--- What is expected ---
Every record below must come back exactly as given.

○ ○ ○ ○ ○ ○ ○

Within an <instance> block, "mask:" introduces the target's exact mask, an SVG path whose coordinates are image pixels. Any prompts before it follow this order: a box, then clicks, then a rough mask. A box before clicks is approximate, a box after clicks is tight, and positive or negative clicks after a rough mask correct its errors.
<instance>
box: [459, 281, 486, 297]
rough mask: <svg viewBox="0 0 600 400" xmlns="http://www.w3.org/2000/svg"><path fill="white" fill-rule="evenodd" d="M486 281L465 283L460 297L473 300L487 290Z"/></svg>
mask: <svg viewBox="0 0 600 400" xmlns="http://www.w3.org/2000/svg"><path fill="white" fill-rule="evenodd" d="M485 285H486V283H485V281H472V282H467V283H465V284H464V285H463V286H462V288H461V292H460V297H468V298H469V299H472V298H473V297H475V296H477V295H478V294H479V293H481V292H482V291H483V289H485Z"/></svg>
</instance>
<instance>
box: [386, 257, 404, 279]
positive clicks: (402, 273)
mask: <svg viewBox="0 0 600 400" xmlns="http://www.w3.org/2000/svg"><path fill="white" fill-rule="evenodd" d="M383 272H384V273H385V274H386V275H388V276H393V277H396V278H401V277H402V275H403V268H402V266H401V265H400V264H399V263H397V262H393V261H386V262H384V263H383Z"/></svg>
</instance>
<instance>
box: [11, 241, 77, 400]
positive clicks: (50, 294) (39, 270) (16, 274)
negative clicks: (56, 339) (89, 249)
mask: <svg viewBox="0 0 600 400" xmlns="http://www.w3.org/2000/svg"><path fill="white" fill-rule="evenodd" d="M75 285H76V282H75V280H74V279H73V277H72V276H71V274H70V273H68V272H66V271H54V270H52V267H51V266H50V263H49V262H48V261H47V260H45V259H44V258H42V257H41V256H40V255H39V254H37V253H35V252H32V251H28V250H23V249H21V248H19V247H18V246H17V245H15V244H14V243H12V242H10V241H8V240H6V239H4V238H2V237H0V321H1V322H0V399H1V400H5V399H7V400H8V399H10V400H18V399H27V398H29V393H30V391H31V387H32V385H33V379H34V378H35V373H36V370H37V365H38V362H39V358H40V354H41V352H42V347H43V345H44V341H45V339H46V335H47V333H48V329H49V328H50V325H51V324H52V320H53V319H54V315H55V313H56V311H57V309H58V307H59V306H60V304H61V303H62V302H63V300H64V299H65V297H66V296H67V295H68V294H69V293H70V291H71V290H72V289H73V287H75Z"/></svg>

○ ○ ○ ○ ○ ○ ○

--- Output below ---
Within an <instance> block, "mask:" introduces the target's exact mask, an SVG path whose coordinates are image pixels. Any prompts before it follow this order: a box, then clicks, then a rough mask. A box before clicks is approximate, a box after clicks is tight, and positive or negative clicks after a rough mask correct its errors.
<instance>
box: [459, 281, 486, 297]
rough mask: <svg viewBox="0 0 600 400" xmlns="http://www.w3.org/2000/svg"><path fill="white" fill-rule="evenodd" d="M486 281L465 283L460 297L473 300L487 290Z"/></svg>
mask: <svg viewBox="0 0 600 400" xmlns="http://www.w3.org/2000/svg"><path fill="white" fill-rule="evenodd" d="M485 285H486V283H485V281H472V282H467V283H465V284H464V285H463V286H462V288H461V292H460V297H468V298H469V299H472V298H473V297H475V296H477V295H478V294H479V293H481V292H482V291H483V289H485Z"/></svg>
</instance>
<instance>
box: [386, 257, 404, 279]
positive clicks: (402, 273)
mask: <svg viewBox="0 0 600 400" xmlns="http://www.w3.org/2000/svg"><path fill="white" fill-rule="evenodd" d="M383 272H384V273H385V274H386V275H388V276H393V277H396V278H401V277H402V275H403V268H402V266H401V265H400V264H399V263H397V262H393V261H386V262H384V263H383Z"/></svg>
</instance>
<instance>
box: [11, 241, 77, 400]
positive clicks: (50, 294) (39, 270) (16, 274)
negative clicks: (56, 339) (89, 249)
mask: <svg viewBox="0 0 600 400" xmlns="http://www.w3.org/2000/svg"><path fill="white" fill-rule="evenodd" d="M75 285H76V282H75V280H74V279H73V277H72V276H71V274H70V273H68V272H66V271H54V270H52V267H51V266H50V263H49V262H48V261H47V260H45V259H44V258H42V257H41V256H40V255H39V254H37V253H35V252H32V251H28V250H23V249H21V248H19V247H18V246H17V245H15V244H14V243H12V242H10V241H8V240H6V239H4V238H2V237H0V321H1V322H0V399H1V400H5V399H7V400H8V399H10V400H18V399H27V398H29V393H30V391H31V387H32V385H33V379H34V378H35V373H36V370H37V365H38V362H39V358H40V354H41V352H42V347H43V345H44V341H45V339H46V335H47V333H48V329H49V328H50V325H51V324H52V320H53V319H54V315H55V313H56V311H57V309H58V307H59V306H60V304H61V303H62V302H63V300H64V299H65V297H66V296H67V295H68V294H69V293H70V291H71V290H72V289H73V287H75Z"/></svg>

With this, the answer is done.